A word-for-word retyping of the listing below is required, with the pictures dropped.

DATA LISTING.

+++

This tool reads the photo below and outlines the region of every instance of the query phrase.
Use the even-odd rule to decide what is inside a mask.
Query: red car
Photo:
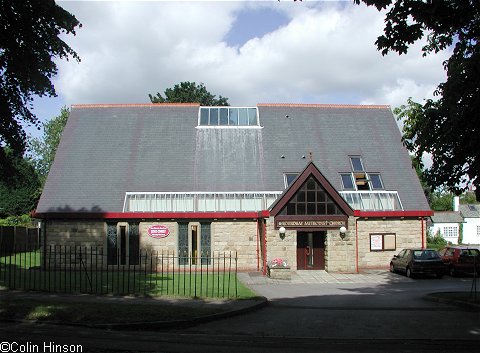
[[[480,251],[467,246],[447,246],[439,252],[450,276],[459,273],[480,275]]]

+++

ANSWER BOX.
This tool reads the photo below and outlines the region of every instance of the query phrase.
Use the even-odd rule to decide what is inside a mask.
Query: red car
Photo:
[[[480,251],[467,246],[447,246],[439,252],[450,276],[459,273],[480,275]]]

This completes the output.